• [Work instructions] The response has to be every entry, printed word for word.

Region pointing data:
BEGIN
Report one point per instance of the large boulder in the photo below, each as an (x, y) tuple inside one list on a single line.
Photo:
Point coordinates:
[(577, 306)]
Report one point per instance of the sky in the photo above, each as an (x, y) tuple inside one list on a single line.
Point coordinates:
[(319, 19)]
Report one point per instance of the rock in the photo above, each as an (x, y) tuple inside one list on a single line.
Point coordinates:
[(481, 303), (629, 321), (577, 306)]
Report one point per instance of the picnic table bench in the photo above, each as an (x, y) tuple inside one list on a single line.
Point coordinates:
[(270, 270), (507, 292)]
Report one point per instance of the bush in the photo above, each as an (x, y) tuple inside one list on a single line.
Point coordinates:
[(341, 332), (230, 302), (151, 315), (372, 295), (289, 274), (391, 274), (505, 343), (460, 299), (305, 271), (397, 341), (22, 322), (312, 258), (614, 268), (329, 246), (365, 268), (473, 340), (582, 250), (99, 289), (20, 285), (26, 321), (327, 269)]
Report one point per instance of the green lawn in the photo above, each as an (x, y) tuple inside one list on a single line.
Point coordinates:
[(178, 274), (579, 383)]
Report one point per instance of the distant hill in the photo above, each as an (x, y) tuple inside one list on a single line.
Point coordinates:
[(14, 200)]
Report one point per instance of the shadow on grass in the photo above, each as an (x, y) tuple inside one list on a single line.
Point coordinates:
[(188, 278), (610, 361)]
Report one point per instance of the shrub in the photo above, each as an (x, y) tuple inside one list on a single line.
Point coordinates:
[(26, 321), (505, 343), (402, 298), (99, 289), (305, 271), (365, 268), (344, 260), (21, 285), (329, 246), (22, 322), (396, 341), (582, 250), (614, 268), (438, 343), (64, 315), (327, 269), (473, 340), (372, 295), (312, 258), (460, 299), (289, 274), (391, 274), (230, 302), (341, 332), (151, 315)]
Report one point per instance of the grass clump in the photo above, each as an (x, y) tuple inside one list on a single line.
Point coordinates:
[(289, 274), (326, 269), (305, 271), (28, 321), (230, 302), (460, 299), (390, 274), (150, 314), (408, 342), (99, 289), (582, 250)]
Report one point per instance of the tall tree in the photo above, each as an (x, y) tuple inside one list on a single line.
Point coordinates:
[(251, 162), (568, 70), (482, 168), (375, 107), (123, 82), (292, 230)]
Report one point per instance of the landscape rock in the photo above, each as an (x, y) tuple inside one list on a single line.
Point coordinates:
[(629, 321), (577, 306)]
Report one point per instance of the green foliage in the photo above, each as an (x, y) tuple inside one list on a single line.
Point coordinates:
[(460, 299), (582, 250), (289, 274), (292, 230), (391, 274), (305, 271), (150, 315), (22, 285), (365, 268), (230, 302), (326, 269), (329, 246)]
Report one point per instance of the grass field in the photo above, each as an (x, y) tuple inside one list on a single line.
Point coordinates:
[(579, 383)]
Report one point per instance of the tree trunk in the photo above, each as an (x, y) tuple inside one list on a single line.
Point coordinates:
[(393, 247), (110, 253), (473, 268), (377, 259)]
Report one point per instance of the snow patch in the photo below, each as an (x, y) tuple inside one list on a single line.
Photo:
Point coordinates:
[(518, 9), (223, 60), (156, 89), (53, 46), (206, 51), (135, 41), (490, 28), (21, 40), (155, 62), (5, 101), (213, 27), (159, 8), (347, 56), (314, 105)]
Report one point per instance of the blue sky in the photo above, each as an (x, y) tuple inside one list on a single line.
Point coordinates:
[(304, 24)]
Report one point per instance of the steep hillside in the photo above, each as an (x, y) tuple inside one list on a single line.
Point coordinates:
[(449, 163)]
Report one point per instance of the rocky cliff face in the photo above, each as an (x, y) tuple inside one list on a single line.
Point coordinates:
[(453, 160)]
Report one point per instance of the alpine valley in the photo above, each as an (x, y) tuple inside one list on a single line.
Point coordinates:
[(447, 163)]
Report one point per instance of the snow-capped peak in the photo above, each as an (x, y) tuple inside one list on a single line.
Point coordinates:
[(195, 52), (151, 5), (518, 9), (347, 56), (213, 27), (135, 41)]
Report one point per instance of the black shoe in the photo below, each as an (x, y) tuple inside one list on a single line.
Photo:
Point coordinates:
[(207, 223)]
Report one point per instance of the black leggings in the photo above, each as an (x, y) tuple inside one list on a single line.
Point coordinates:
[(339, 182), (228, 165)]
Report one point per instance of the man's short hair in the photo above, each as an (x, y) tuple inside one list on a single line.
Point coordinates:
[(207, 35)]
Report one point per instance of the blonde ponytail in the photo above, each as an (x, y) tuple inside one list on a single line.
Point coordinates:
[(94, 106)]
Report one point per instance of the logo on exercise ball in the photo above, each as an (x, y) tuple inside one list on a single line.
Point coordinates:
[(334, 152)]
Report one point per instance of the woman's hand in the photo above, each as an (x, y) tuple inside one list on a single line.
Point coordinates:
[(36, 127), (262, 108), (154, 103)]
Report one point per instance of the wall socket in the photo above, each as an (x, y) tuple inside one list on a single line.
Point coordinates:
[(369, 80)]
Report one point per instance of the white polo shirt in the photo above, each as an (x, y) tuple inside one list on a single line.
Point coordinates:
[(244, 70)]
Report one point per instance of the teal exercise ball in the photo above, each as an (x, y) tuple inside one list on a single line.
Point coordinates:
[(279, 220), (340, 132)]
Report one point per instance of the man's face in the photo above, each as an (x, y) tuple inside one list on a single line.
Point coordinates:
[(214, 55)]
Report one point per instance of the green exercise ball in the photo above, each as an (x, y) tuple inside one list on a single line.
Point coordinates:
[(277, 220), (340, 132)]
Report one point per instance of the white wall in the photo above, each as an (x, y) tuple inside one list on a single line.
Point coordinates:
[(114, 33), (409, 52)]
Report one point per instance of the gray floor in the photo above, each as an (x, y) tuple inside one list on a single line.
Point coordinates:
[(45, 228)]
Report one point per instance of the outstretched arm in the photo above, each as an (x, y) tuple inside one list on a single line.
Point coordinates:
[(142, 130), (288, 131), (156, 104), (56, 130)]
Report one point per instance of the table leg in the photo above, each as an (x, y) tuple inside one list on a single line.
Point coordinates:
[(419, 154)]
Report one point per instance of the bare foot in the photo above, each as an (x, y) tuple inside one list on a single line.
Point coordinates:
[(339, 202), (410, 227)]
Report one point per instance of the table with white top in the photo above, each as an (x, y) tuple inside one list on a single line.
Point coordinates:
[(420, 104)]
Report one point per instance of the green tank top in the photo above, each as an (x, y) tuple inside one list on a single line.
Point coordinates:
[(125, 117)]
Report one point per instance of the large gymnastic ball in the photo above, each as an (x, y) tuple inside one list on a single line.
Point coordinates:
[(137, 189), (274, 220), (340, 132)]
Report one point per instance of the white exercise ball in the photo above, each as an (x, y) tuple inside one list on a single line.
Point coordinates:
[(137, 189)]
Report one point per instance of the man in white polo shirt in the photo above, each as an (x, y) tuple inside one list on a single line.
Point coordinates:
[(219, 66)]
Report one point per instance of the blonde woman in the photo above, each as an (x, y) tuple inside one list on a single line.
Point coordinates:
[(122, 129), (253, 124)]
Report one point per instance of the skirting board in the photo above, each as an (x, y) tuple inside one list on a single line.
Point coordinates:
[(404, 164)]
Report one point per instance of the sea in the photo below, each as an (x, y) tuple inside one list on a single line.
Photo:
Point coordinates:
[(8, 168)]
END
• [Exercise output]
Report one point per instance of the large boulder in the photo below, each as an (x, y) tuple inside one list on a single line.
Photo:
Point coordinates:
[(577, 306)]
Report one point per instance of the sky in the photo above, each as an (x, y) tuple inside one list on a single line.
Point coordinates:
[(319, 19)]
Report one point per instance of the rock in the photo above, each as an (x, y) tuple inside one list on a single line.
Point coordinates:
[(481, 303), (629, 321), (577, 306)]
Report one point per instance of the picnic table bench in the photo above, each as an (x, y) tuple inside one list on a single line.
Point coordinates:
[(270, 270), (507, 292)]
Report one point per instance of the bush in the photo above, each as an (x, y) tuple inside one list on a single line.
Point coordinates:
[(341, 332), (230, 302), (151, 315), (372, 295), (289, 274), (391, 274), (505, 343), (460, 299), (305, 271), (397, 341), (22, 322), (312, 258), (614, 268), (329, 246), (365, 268), (473, 340), (582, 250), (99, 289), (20, 285), (26, 321), (327, 269)]
Report one point per instance of the green lawn in the photo above, each as an (x, y) tuple inside one list on a single line.
Point coordinates:
[(178, 274), (579, 383)]
Report one point per instance of the distant hill in the photo above, each as an (x, y) tuple inside one list on a single line.
Point coordinates:
[(14, 200)]
Report one point per instance of the shadow on grass in the photo above, each as an (x, y) tuple inside one list on a single line.
Point coordinates:
[(188, 278), (610, 361)]
Report one point per instance of the shrub in the photo above, each as an (x, y) tuple inside one list on a single line.
Point coordinates:
[(26, 321), (505, 343), (402, 298), (99, 289), (305, 271), (365, 268), (344, 260), (21, 285), (329, 246), (22, 322), (396, 341), (582, 250), (614, 268), (438, 343), (64, 315), (327, 269), (473, 340), (372, 295), (312, 258), (460, 299), (289, 274), (391, 274), (230, 302), (341, 332), (151, 315)]
Report one point per instance of the grass clump in the photo above, each as an (x, y) tuple inside one list on a single line.
Point coordinates:
[(289, 274), (326, 269), (305, 271), (28, 321), (230, 302), (460, 299), (390, 274), (150, 314), (408, 342), (99, 289), (582, 250)]
Report one point per instance of the tall tree in the photo above, each as an (x, y) tuple inside one list on a single line.
Point coordinates:
[(251, 162), (568, 70), (482, 168), (375, 107), (123, 82), (292, 230)]
Report one point per instance of the landscape rock in the photo above, each as an (x, y) tuple inside one list on a single line.
Point coordinates:
[(629, 321), (577, 306)]
Report one point per instance of the green foliage in the photo above, each as an (x, y) tuple inside one list on a single line.
Point coordinates:
[(460, 299), (582, 250), (289, 274), (292, 230), (391, 274), (305, 271), (150, 315), (22, 285), (365, 268), (230, 302), (326, 269), (329, 246)]
Report one point per instance of the grass field in the photo above, each as an (x, y) tuple inside one list on a single line.
Point coordinates:
[(579, 383)]
Report one point per instance of the tree trunk in the photo above, each as an (x, y) tuple inside one list on a single line.
Point coordinates:
[(393, 247), (110, 253), (473, 268), (377, 259)]
Report one point per instance of the snow patch in the photo below, each as an (x, y) tuple inside one list on a single line.
Photo:
Point coordinates:
[(518, 9), (223, 60), (156, 89), (53, 46), (206, 51), (135, 41), (490, 28), (21, 40), (155, 62), (5, 101), (213, 27), (159, 8), (347, 56), (314, 105)]
Report one point per instance of the blue sky in the photo above, each as an (x, y) tuple inside one list on a single line.
Point coordinates:
[(304, 24)]
Report one point per instance of the steep hillside in the photo above, each as an (x, y) tuple inside one list on a single line.
Point coordinates:
[(449, 163)]
Report one point per instance of the rocky cliff face in the photo above, each as an (x, y) tuple inside one list on a single line.
Point coordinates:
[(453, 160)]
Report one point per instance of the alpine valley in the photo above, each as an (x, y) tuple inside one list on a single line.
Point coordinates:
[(447, 163)]
Report one point per instance of the snow-capped peak in the photo above, each as an (x, y) tuple inside one list on a single line.
Point coordinates:
[(195, 52), (151, 5), (518, 9), (347, 56), (213, 27), (135, 41)]
Report one point per instance of the black shoe in the photo below, each as an (x, y) tuple inside one list on a single line.
Photo:
Point coordinates:
[(207, 223)]
Report one point per instance of the black leggings in the photo above, each as an (x, y) tuple inside one list on a single line.
Point coordinates:
[(339, 182), (228, 165)]
Report one point per instance of the man's short hair in the photo above, each as an (x, y) tuple inside one list on a single line.
Point coordinates:
[(207, 35)]
Report one point per instance of the blonde ponytail in the photo above, each as an (x, y) tuple inside one list on a single line.
Point coordinates:
[(94, 106)]
Report one point per instance of the logo on exercise ball in the photo above, each as an (x, y) tuple inside one list on a single line.
Point coordinates:
[(334, 152)]
Report one point per instance of the woman's hand in the photo above, each as an (x, y) tuple inside one list on a single line.
Point coordinates:
[(36, 127), (262, 108), (154, 103)]
Report one point per instance of the wall socket in the photo above, each as an (x, y) tuple inside one list on a single line.
Point coordinates:
[(369, 80)]
Report one point per instance of the white polo shirt in the photo above, each as an (x, y) tuple inside one list on a single line.
Point coordinates:
[(244, 70)]
Report one point per instance of the teal exercise ball in the photo above, each as an (x, y) tuple inside one list on a single line.
Point coordinates:
[(279, 220), (340, 132)]
Report one point per instance of the man's face in the photo above, each as an (x, y) tuple inside one list on a single line.
Point coordinates:
[(214, 55)]
Report one point per instance of the green exercise ball in the photo above, each as an (x, y) tuple inside one list on a single line.
Point coordinates:
[(277, 220), (340, 132)]
Report one point per instance of the white wall in the photo above, each as an (x, y) tuple inside one list on a single line.
Point coordinates:
[(114, 33), (409, 52)]
Report one point per instance of the gray floor in the photo above, each as an (x, y) tuple inside one list on a single line.
Point coordinates:
[(45, 228)]
Report one point per instance of the outstretched arm in the photo above, each as an (x, y) tuple inside one list on a single line.
Point coordinates:
[(142, 130), (288, 131), (156, 104), (56, 130)]
Report one point per instance of the table leg in the photo above, each as an (x, y) tuple inside one list on a single line.
Point coordinates:
[(419, 154)]
Report one point per instance of the bare foot in the photo above, each as an (x, y) tuple inside one list on a single line.
Point coordinates:
[(339, 202), (410, 227)]
Report one point per instance of the table with white top in the photo above, each as an (x, y) tuple inside one list on a single line.
Point coordinates:
[(420, 104)]
Report one point per instance of the green tank top in the photo above, each as an (x, y) tuple inside one list on a single line.
Point coordinates:
[(125, 117)]
Report one point per instance of the large gymnastic ball in the photo above, each as an (x, y) tuple inside one list on a single line.
Point coordinates:
[(137, 189), (274, 220), (340, 132)]
Report one point per instance of the white exercise ball in the photo above, each as an (x, y) tuple inside one list on a single line.
Point coordinates:
[(137, 189)]
Report one point per instance of the man in white polo shirt in the photo above, each as an (x, y) tuple inside one list on a single line.
Point coordinates:
[(219, 66)]
Report one point per instance of the blonde woman in the photo above, each as an (x, y) tuple inside one list on a single line.
Point coordinates:
[(122, 129), (253, 124)]
Report one point per instance of the skirting board in the photo above, each as an (x, y) tuple inside one list on a single line.
Point coordinates:
[(404, 164)]
Report one point per instance of the sea in the photo below, each as an (x, y) tuple inside one list on a single line.
Photo:
Point coordinates:
[(8, 168)]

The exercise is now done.